_Selected extract:_

1

I have a dataFrame as below

-----------------------------
|  A   |   B       |   C    |  
-----------------------------
|  1   |  col_1   |   val1   |  
|  1   |  col_2   |   val2   |  
|  1   |  col_3   |   val3   |  
|  1   |  col_4   |   val4   |  
-----------------------------

I need to convert this as below

-----------------------------------------------
|  A   |  col_1  |   col_2  |   col_3 | col_4 |
-----------------------------------------------
|  1   |  val1   |  val2    |  val3  |  val4  |
-----------------------------------------------

How to do this using scala + spark-sql ? any clue is highly appreciated.

SCouto
  • 7,808
  • 5
  • 32
  • 49
BdEngineer
  • 2,929
  • 4
  • 49
  • 85

1 Answers1

4

a groupBy and an agg clause should be enough:

df.groupBy("A").pivot("B").agg(first("C"))

with the groupBy first you group your possibles values, then pivot based on the key column (B in your case) and get the value (C)

_Exercise instructions:_
(A) Please list every method called in the line of code given in the answer in the Spark pivot thread above.
(B) Summarize the Spark pivot thread above in two sentences.
(C) In the Spark pivot thread above, which column does the answer pivot on?

_Extracted material:_
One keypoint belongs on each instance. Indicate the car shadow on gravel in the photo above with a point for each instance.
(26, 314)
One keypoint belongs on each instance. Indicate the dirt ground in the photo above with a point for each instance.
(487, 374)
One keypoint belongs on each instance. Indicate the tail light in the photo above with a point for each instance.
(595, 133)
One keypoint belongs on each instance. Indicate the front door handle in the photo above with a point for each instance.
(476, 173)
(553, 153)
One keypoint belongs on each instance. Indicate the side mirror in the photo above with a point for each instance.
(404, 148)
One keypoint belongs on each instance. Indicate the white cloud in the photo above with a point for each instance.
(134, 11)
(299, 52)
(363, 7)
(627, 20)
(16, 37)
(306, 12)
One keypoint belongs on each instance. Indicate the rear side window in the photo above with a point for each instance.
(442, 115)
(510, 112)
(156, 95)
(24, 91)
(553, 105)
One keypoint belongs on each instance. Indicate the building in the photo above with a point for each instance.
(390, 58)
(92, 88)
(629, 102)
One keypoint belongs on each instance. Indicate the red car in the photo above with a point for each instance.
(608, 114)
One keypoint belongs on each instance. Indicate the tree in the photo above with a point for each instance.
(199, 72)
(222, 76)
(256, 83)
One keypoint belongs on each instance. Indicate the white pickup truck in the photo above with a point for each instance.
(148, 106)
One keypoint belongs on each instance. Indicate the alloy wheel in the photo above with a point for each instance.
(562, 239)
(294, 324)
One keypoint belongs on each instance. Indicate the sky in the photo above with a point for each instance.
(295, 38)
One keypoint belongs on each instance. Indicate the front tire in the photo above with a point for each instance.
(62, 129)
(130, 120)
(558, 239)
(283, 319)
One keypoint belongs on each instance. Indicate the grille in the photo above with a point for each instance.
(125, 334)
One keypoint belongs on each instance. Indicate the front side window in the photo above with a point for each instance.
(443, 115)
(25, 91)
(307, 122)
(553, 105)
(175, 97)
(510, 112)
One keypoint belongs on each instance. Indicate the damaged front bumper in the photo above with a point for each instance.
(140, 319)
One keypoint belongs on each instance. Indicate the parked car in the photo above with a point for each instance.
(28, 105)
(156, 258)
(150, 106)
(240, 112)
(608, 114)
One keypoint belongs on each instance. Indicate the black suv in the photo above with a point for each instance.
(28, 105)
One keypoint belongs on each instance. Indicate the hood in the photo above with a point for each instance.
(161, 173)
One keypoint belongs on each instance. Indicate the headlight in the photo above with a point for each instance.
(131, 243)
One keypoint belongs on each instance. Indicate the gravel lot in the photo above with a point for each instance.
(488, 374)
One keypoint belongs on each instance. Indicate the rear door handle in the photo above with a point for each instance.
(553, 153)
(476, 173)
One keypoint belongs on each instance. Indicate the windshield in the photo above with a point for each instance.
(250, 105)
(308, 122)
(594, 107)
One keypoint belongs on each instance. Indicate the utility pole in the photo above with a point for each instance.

...

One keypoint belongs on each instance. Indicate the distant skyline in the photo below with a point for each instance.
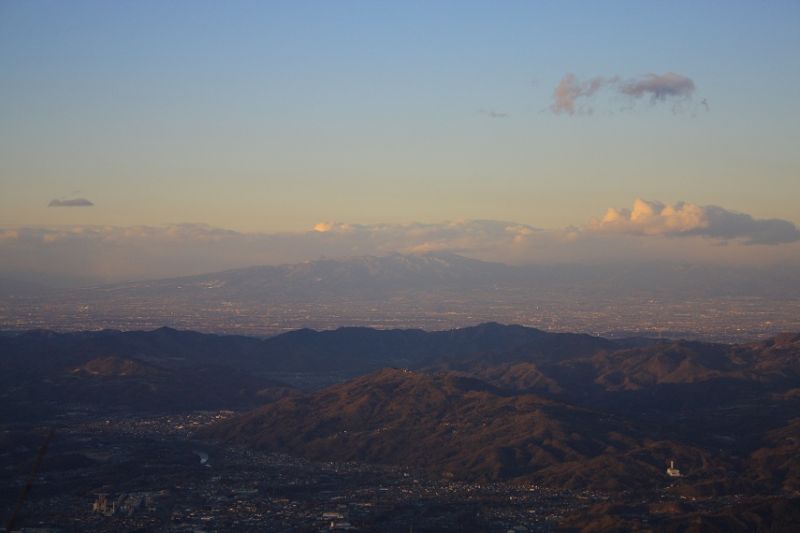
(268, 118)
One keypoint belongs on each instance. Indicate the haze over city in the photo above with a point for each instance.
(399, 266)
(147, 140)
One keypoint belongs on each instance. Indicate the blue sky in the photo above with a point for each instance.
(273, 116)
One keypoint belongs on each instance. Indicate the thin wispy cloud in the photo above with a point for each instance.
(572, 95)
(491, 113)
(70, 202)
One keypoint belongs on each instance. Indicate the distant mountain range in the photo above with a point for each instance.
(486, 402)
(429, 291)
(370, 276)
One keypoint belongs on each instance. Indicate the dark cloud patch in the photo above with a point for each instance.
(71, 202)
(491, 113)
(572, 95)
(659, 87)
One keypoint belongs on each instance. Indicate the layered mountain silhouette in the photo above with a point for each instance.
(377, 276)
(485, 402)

==

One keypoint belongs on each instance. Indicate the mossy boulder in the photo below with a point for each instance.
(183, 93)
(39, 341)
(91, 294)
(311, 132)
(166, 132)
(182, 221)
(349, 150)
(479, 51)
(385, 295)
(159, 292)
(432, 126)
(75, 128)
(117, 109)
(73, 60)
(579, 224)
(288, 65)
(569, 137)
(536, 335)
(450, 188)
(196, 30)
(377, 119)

_Expected answers:_
(A) groupBy, pivot, agg, first

(B) The asker has a DataFrame with columns A, B and C and wants to turn the B values col_1 through col_4 into columns holding the matching C values, using Scala and Spark SQL. The answer says a groupBy and an agg clause are enough: group by A, pivot on the key column B, and take the value from C with first.

(C) Column B, the key column.